#### [TASK DETAILS]
Return all of the entries word for word, but omit the pictures they contain.

#### [DATA SUPPLIED]

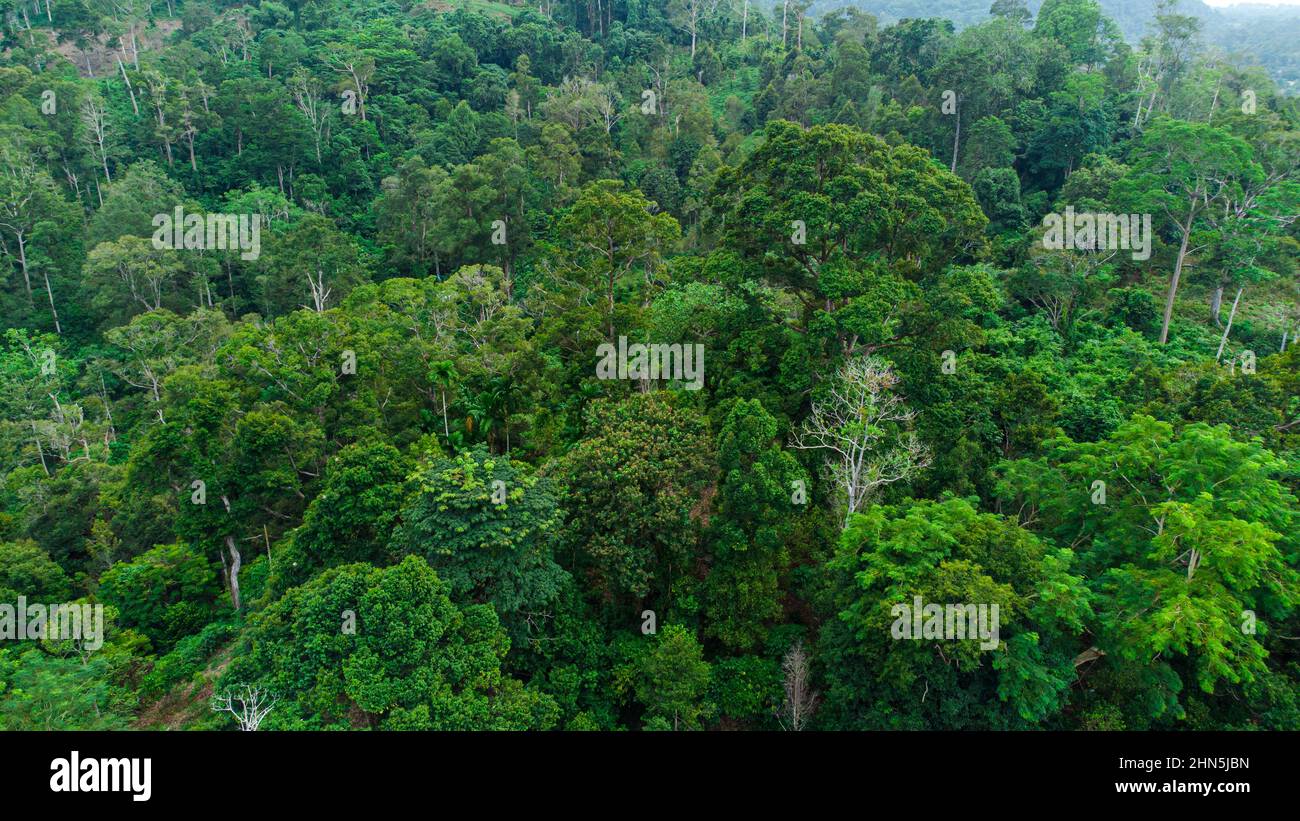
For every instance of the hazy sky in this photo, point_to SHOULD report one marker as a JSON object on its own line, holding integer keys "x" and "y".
{"x": 1252, "y": 1}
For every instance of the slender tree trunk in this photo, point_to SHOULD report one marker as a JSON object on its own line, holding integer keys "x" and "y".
{"x": 1229, "y": 328}
{"x": 50, "y": 294}
{"x": 235, "y": 560}
{"x": 1178, "y": 274}
{"x": 957, "y": 135}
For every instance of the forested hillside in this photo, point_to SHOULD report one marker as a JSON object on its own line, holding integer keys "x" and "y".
{"x": 1262, "y": 34}
{"x": 644, "y": 365}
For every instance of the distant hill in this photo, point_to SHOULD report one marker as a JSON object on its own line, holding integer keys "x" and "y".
{"x": 1266, "y": 35}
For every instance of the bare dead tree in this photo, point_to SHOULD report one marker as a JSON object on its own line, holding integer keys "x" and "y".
{"x": 95, "y": 118}
{"x": 865, "y": 426}
{"x": 250, "y": 706}
{"x": 801, "y": 699}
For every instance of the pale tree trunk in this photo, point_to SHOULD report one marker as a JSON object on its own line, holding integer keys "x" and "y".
{"x": 957, "y": 137}
{"x": 235, "y": 560}
{"x": 1229, "y": 328}
{"x": 1178, "y": 273}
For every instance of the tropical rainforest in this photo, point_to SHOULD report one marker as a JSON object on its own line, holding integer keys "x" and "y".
{"x": 307, "y": 305}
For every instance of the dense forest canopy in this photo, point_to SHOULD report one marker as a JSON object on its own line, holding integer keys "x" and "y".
{"x": 641, "y": 364}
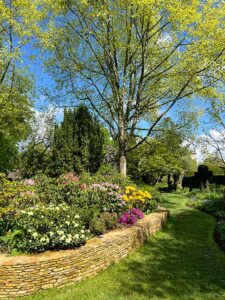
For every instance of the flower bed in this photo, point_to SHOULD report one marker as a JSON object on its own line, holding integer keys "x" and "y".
{"x": 63, "y": 213}
{"x": 27, "y": 274}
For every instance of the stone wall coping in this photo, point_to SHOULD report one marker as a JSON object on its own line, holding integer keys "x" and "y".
{"x": 23, "y": 259}
{"x": 27, "y": 274}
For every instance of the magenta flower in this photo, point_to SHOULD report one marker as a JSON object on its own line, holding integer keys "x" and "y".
{"x": 29, "y": 182}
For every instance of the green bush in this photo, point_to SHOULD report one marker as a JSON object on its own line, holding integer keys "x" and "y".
{"x": 97, "y": 226}
{"x": 50, "y": 227}
{"x": 110, "y": 219}
{"x": 221, "y": 230}
{"x": 40, "y": 214}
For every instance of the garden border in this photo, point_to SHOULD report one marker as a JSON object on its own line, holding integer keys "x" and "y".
{"x": 26, "y": 274}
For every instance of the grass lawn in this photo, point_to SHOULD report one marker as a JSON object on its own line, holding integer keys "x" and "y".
{"x": 182, "y": 262}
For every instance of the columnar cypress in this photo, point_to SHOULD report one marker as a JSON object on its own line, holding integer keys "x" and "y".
{"x": 78, "y": 143}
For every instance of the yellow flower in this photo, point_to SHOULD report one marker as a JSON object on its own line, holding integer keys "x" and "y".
{"x": 125, "y": 198}
{"x": 131, "y": 188}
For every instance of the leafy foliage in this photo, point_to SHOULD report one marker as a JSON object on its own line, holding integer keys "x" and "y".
{"x": 60, "y": 213}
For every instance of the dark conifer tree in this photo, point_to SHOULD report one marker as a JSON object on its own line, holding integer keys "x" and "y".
{"x": 78, "y": 143}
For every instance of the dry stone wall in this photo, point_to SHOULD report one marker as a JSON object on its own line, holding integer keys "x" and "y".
{"x": 26, "y": 274}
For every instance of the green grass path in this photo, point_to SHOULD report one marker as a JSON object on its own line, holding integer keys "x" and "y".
{"x": 181, "y": 262}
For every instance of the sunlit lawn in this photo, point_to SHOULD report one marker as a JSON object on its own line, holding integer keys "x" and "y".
{"x": 182, "y": 262}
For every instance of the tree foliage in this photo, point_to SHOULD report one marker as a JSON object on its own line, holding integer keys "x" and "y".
{"x": 135, "y": 60}
{"x": 164, "y": 154}
{"x": 78, "y": 143}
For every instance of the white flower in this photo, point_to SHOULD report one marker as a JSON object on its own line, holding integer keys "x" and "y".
{"x": 63, "y": 237}
{"x": 68, "y": 240}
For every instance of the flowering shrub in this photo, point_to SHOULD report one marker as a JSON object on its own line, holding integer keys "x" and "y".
{"x": 130, "y": 217}
{"x": 142, "y": 200}
{"x": 43, "y": 228}
{"x": 42, "y": 213}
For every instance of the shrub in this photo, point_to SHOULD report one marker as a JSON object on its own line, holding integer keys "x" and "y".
{"x": 137, "y": 198}
{"x": 110, "y": 219}
{"x": 221, "y": 230}
{"x": 50, "y": 227}
{"x": 97, "y": 226}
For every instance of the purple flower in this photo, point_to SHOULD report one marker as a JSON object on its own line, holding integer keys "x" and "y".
{"x": 29, "y": 182}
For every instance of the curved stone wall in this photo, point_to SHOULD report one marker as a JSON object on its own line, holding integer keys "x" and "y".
{"x": 26, "y": 274}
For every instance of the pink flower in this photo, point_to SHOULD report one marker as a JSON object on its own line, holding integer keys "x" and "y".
{"x": 29, "y": 182}
{"x": 71, "y": 176}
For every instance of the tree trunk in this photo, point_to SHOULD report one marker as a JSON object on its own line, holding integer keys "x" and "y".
{"x": 122, "y": 148}
{"x": 123, "y": 164}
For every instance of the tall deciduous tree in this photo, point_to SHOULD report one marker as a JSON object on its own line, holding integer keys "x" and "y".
{"x": 136, "y": 60}
{"x": 214, "y": 139}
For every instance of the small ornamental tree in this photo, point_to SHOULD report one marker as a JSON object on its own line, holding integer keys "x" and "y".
{"x": 78, "y": 143}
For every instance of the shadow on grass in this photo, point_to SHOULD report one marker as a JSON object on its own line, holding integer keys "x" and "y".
{"x": 181, "y": 262}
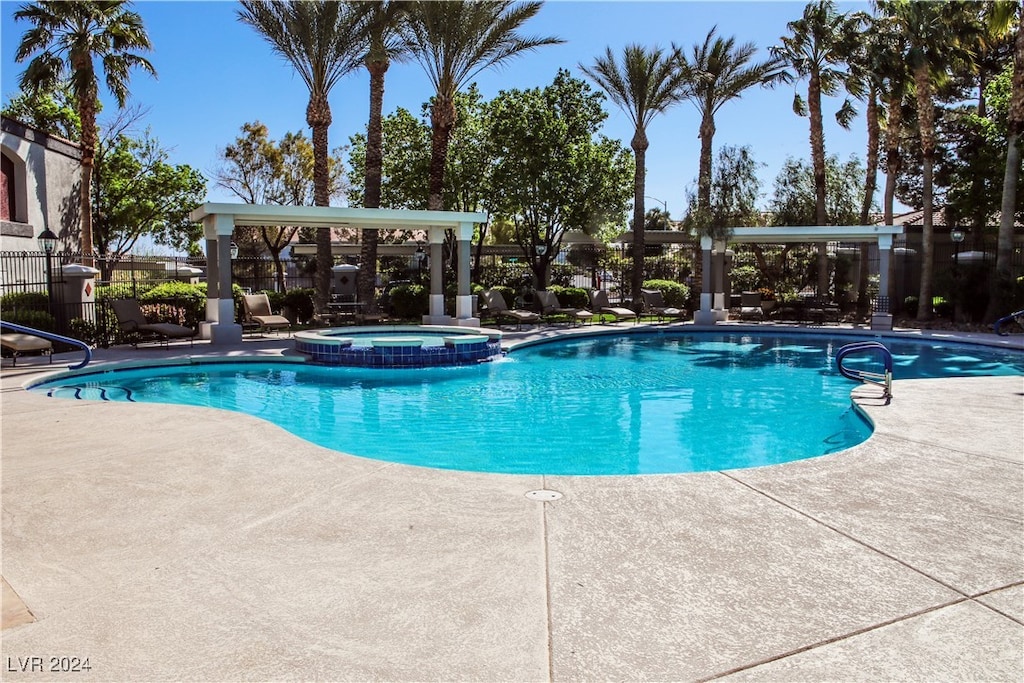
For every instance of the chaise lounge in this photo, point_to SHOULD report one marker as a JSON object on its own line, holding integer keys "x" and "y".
{"x": 257, "y": 308}
{"x": 495, "y": 306}
{"x": 132, "y": 322}
{"x": 600, "y": 304}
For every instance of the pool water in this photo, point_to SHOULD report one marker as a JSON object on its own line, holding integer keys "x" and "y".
{"x": 623, "y": 404}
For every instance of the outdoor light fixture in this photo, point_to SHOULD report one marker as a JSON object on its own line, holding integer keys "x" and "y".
{"x": 47, "y": 241}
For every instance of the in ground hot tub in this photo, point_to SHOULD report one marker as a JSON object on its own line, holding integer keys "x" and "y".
{"x": 399, "y": 346}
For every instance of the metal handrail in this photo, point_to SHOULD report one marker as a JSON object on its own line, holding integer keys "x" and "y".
{"x": 884, "y": 380}
{"x": 53, "y": 337}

#### [SOLVED EXERCISE]
For every instance of the hazy sky in this photo, point_to SHOULD report one marker as a JSON object on its own line, holding integer keys "x" and "y".
{"x": 1252, "y": 1}
For every instance of the slender tree trunk in this photo, point_to SHOULD report one marker as a JSON object on its own line, holding integer keys "x" and "y".
{"x": 1229, "y": 328}
{"x": 50, "y": 294}
{"x": 235, "y": 560}
{"x": 1178, "y": 274}
{"x": 957, "y": 135}
For every instance of the forested hillside in this photo, point_to SHOULD report one marker as a JSON object on its own line, holding integer keys "x" and "y".
{"x": 1262, "y": 34}
{"x": 644, "y": 365}
For every instance of the distant hill in this photo, point_to SHOULD report one marker as a JSON object on its own line, holding integer keys "x" and "y".
{"x": 1266, "y": 35}
For every instance of the bare dead tree in this photo, point_to SHOULD report one marker as a JSON object on its own line, holding integer keys "x" and "y".
{"x": 95, "y": 118}
{"x": 865, "y": 426}
{"x": 250, "y": 706}
{"x": 801, "y": 699}
For every instance of the pale tree trunk in this photo, point_to SHOULD report one marker as a JSON object on its own line, holding integer keys "x" and "y".
{"x": 957, "y": 137}
{"x": 235, "y": 560}
{"x": 1229, "y": 328}
{"x": 1178, "y": 273}
For every instance of the tropical rainforest in this photo, point_to SHOULD report one marker as a JSON object on its own line, holding integer keys "x" and "y".
{"x": 307, "y": 305}
For every instance of the dense forest canopy in this photo, point_to SHOULD report one marker as a JSON object on its own line, holding integer keys "x" and "y".
{"x": 641, "y": 364}
For every instance of the flower bed in this photo, point_to SHOULD report one marker as a JSON object on its own line, holding integer keys "x" and "y".
{"x": 63, "y": 213}
{"x": 27, "y": 274}
For every instance of the stone wall coping in this photo, point_to SHOULD report one marker as a JSON object on its own line, holding integer keys "x" and "y".
{"x": 23, "y": 259}
{"x": 27, "y": 274}
For every instance of the magenta flower in this photo, point_to SHOULD report one marker as a JSON object on its own line, holding integer keys "x" and "y".
{"x": 29, "y": 182}
For every instance of the green bush in this photo, point_to SHOULD report one marker as a JSON object on its own line, holding integer keys "x" and "y".
{"x": 97, "y": 226}
{"x": 50, "y": 227}
{"x": 110, "y": 219}
{"x": 221, "y": 230}
{"x": 40, "y": 214}
For every instance of the garden border in this photo, point_to SHOULD report one marker as a JSON object on its own line, holding integer keys "x" and "y".
{"x": 26, "y": 274}
For every instance of the grass lawn in this photo, point_to SHOULD report one marker as a JSON object on its own line, holding integer keys "x" and "y".
{"x": 182, "y": 262}
For every instance of the columnar cypress in this photo, point_to SHOULD report one marker as a JSON object on its own line, holding integer keys "x" and "y".
{"x": 78, "y": 143}
For every instance of the yellow flower in this photo, point_to SHOULD report one marker as a JSON object on its own line, holding integer keys "x" and "y".
{"x": 125, "y": 198}
{"x": 131, "y": 188}
For every instance of the leafy foliage in this photo, point_to SHOULD report one marker as a JSON object on its own line, holding integer keys "x" and "y".
{"x": 60, "y": 213}
For every instance of the dark conifer tree in this photo, point_to SHOULD report one marker as a JSON object on its own line, holding integer keys "x" and "y".
{"x": 78, "y": 143}
For every instance of the dry stone wall in this photo, point_to SHOULD report one marker as a JSON object on its own line, holding integer keys "x" and "y".
{"x": 26, "y": 274}
For every instance of the green grass path in this photo, point_to SHOULD report one marker as a JSON object on its own line, holding integer keys "x" and "y".
{"x": 181, "y": 262}
For every instance of the sunlit lawn in this photo, point_to SHOULD report one marker as a JSON object on its own line, holding integer keys "x" and "y".
{"x": 182, "y": 262}
For every instance of the tree foliage in this photo, point_to SHOULD report one marker as a JSON object on its own line, holding integer keys "x" and "y".
{"x": 135, "y": 60}
{"x": 164, "y": 154}
{"x": 78, "y": 143}
For every instance of the white flower in this photo, point_to SHOULD report one marker as a JSON object on its own line, holding integer keys "x" and "y".
{"x": 63, "y": 237}
{"x": 68, "y": 240}
For every instance of the flowering shrub in this photo, point_to SHOULD report one marker as a JSON object on its own line, holding integer keys "x" and "y".
{"x": 130, "y": 217}
{"x": 142, "y": 200}
{"x": 43, "y": 228}
{"x": 42, "y": 213}
For every instance of the shrub in this photo, point_to SHOULD report one marker as a JSON object on its own line, holding integer keys "x" and "y".
{"x": 137, "y": 198}
{"x": 110, "y": 219}
{"x": 221, "y": 230}
{"x": 50, "y": 227}
{"x": 97, "y": 226}
For every instance of the purple flower in this photo, point_to SHOULD report one marker as a JSON object on its own line, holding integer keys "x" and "y".
{"x": 29, "y": 182}
For every instance of the curved stone wall in this photo, point_to SHOULD report one marker as a JSON object on its own line, holding integer keys "x" and "y".
{"x": 26, "y": 274}
For every instance of the pink flower in this photo, point_to SHOULD report one marker as a JSON object on its own line, holding integer keys "x" and "y".
{"x": 29, "y": 182}
{"x": 71, "y": 176}
For every instance of the tree trunk in this photo, point_to SHOULD report one marker as a JSON object on its own line, holding integer keys "x" and "y".
{"x": 122, "y": 148}
{"x": 123, "y": 164}
For every instance of the tall deciduous tree in this photo, point_to SHOULD report one marker as a JSON object on its own line, holding integer keys "x" and "y".
{"x": 136, "y": 60}
{"x": 214, "y": 139}
For every instance of the small ornamental tree in this photo, point_to SHOULD report one marker as a JSON object on its own line, holding integer keys "x" and "y".
{"x": 78, "y": 143}
For every instance of the shadow on grass in this photo, point_to SHOULD report one marker as a JSON object on its own line, holding integer keys "x" and "y".
{"x": 181, "y": 262}
For every instance of the chaise lounge in this photo, point_to SHOULD report one marker as a JSON object on its own line, holding integer keys "x" and "y".
{"x": 257, "y": 308}
{"x": 495, "y": 306}
{"x": 132, "y": 322}
{"x": 600, "y": 304}
For every instance of the pool water in this photo, point_to SHOULD report one marker as a JSON object on its own line, holding integer keys "x" and "y".
{"x": 623, "y": 404}
For every instance of the outdoor light fixture in this photo, point_to SHOULD report one marker as a JSON object on its own line, holding integer keys "x" and "y".
{"x": 47, "y": 241}
For every instance of the in ground hot tub in this photo, point_to SHOULD report one marker as a JSON object on its own line, holding integer keys "x" and "y".
{"x": 399, "y": 346}
For every instance of the metal handrail in this photo, point_to SHOULD report one marker as a JSON object on its own line, holding integer keys "x" and "y".
{"x": 884, "y": 380}
{"x": 53, "y": 337}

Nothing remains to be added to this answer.